■ **Excerpts from a point-labeling dataset**:
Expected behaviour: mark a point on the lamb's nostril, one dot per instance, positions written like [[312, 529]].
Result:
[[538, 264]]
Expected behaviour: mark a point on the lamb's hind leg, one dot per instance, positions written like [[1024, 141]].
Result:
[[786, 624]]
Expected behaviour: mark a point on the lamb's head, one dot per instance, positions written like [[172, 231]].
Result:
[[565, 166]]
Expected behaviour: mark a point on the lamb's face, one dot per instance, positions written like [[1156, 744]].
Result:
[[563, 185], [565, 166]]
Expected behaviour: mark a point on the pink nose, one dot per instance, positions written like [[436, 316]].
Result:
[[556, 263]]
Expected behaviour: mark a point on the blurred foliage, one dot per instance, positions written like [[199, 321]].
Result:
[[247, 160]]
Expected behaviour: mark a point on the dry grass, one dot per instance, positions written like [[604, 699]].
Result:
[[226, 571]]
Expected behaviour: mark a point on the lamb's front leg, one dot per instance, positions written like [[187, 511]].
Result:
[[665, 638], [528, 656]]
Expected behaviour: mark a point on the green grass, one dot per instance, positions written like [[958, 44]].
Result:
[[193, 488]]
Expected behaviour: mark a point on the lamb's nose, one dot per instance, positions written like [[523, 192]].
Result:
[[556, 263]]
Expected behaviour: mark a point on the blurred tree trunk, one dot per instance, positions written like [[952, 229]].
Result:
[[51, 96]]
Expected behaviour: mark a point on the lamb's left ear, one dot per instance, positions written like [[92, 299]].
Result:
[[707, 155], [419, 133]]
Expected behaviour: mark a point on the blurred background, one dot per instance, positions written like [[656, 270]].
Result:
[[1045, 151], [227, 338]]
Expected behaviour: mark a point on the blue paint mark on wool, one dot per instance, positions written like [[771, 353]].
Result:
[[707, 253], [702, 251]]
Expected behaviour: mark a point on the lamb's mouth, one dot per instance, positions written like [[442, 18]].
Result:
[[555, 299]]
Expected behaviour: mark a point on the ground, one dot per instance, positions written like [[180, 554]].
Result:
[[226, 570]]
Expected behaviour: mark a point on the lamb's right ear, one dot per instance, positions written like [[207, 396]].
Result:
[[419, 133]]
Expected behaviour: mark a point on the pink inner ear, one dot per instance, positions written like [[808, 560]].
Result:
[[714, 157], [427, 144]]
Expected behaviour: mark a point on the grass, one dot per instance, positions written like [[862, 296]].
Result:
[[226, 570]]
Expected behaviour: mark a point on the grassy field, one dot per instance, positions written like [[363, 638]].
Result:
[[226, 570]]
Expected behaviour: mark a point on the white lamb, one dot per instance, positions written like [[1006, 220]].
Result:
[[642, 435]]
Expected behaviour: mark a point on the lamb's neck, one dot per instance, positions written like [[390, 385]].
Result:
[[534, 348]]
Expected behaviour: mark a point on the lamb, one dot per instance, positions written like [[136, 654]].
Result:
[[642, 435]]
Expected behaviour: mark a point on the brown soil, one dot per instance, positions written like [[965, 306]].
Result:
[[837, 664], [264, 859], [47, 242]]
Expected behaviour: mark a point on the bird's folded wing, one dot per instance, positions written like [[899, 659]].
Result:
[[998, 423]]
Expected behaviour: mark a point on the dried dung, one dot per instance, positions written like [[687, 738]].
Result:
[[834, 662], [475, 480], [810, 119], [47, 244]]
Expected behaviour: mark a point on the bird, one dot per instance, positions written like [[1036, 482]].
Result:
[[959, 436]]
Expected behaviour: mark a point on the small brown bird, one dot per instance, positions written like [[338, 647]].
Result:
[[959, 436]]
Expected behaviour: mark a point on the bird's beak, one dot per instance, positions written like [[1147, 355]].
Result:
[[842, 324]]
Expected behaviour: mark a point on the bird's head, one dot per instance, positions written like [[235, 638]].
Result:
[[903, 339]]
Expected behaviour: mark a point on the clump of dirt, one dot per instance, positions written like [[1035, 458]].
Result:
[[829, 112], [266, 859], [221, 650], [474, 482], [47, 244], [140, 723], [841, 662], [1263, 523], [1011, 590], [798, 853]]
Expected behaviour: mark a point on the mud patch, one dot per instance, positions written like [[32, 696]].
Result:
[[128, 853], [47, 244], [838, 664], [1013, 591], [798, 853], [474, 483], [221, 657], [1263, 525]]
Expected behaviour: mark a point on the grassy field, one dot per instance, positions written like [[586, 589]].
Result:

■ **PROBLEM DESCRIPTION**:
Reproduce every line of the material above verbatim, without any alteration.

■ **THE REPLY**:
Expected behaviour: mark a point on the lamb's nostril, one dot per instance, positions written like [[312, 529]].
Result:
[[538, 264]]
Expected behaviour: mark a point on the lamb's hind leg, one dot per instance, positions written like [[1024, 141]].
Result:
[[786, 624]]
Expected behaviour: mark a point on the lamb's head, one dot per instance, positions written like [[172, 231]].
Result:
[[565, 166]]
Expected behaviour: mark a point on the lamb's face, one dot per instance, positions written like [[1156, 744]].
Result:
[[563, 185], [565, 166]]
Expected behaviour: mark a point on the pink nose, one dot per instance, positions written like [[436, 316]].
Result:
[[556, 263]]
Expected behaviour: mark a point on the blurred foliage, one dot per instance, positions written like [[199, 321]].
Result:
[[247, 160]]
Expected behaviour: mark a point on the dry grass, one dot per instance, positions written like [[604, 699]].
Result:
[[226, 571]]
Expected behaviour: mark a point on the lamb's front leg, one dot per instance, positions written like [[187, 511]].
Result:
[[665, 638], [528, 656]]
Expected behaviour: mark a point on the green grass, one dot per instance, positions written like [[958, 44]].
Result:
[[193, 488]]
Expected behaviour: mark a point on the lamb's nose, one dot per instance, positions written like [[523, 192]].
Result:
[[556, 263]]
Expected behaviour: mark a point on the blurred tree trunk, one dot per instance, positions written like [[952, 229]].
Result:
[[51, 96]]
Expected behaviour: mark a point on the lamb's left ear, one dot per instance, positions written like [[92, 299]].
Result:
[[707, 155], [419, 133]]
Expected behaviour: mark a point on the blurred background, one dot per instance, positions written like [[656, 270]].
Result:
[[1045, 151], [227, 338]]
Expected behaviour: mark a point on the blue paint mark on wool, one dot per instance, positions written like [[771, 353]].
Result:
[[707, 253], [702, 251]]
Expected behaviour: mark a point on the lamb's mouth, one dot per instance, positions written like [[442, 18]].
Result:
[[555, 299]]
Expected behaviour: mark a point on the ground, one dot per instance, positions written like [[180, 554]].
Result:
[[226, 570]]
Expected behaviour: mark a point on the lamb's right ear, one dot per instance, positions written like [[207, 396]].
Result:
[[419, 133]]
Expected behaviour: mark a point on the pink inner ear, one dot per instance, positions written like [[808, 560]].
Result:
[[714, 157], [427, 144]]
Expected behaviour: mark a point on the grass, one dot per instance, positions written like [[862, 296]].
Result:
[[226, 570]]
Expected behaviour: mark a point on the grassy field, one dot per instance, positions written like [[363, 638]].
Result:
[[226, 570]]
Expected behaviour: mark a point on the white lamb, one dot per instance, positions written like [[1006, 220]].
Result:
[[642, 435]]
Expected behaviour: mark a point on the lamb's neck, one dot per instance, positions written like [[390, 385]].
Result:
[[534, 348]]
Expected behaviour: mark a point on the lamb, one dot per instance, positions written like [[136, 654]].
Result:
[[642, 435]]
Expected behaviour: mark a point on the brown soil, one dot per instance, positions written like [[965, 306]].
Result:
[[837, 664], [264, 859], [47, 242]]
Expected behaviour: mark a point on the bird's folded wing, one dot per instance, positions written like [[899, 659]].
Result:
[[998, 423]]
Expected behaviour: mark a point on the dried dung, one dot per instance, positions written like [[687, 738]].
Result:
[[834, 662], [475, 480], [810, 119], [47, 244]]
Expected behaviour: mark a point on the bird, one dot per instance, positions written like [[1036, 482]].
Result:
[[959, 436]]
Expected behaviour: mark a point on the small brown bird, one dot per instance, positions written like [[338, 647]].
Result:
[[959, 436]]
Expected behaviour: mark a point on the bird's beak, one dot per instance, positions written like [[1147, 355]].
Result:
[[842, 324]]
Expected behaviour: mark a point on the bird's head, one dot per instance, positions written like [[235, 638]].
Result:
[[903, 339]]
Expected behaviour: mark a point on the clump of dirt, one dot per instance, positions written like [[1035, 458]].
Result:
[[829, 112], [266, 859], [221, 650], [474, 482], [47, 244], [140, 723], [841, 662], [1263, 523], [1011, 590], [798, 853]]
Expected behaviour: mark a point on the mud patch, one dot per instance, positions written like [[32, 696]].
Result:
[[128, 853], [47, 244], [838, 664], [1013, 591], [798, 853], [474, 483], [221, 657], [1263, 525]]
Expected behaviour: mark a point on the grassy field, one dot per instance, positions written like [[586, 589]].
Result:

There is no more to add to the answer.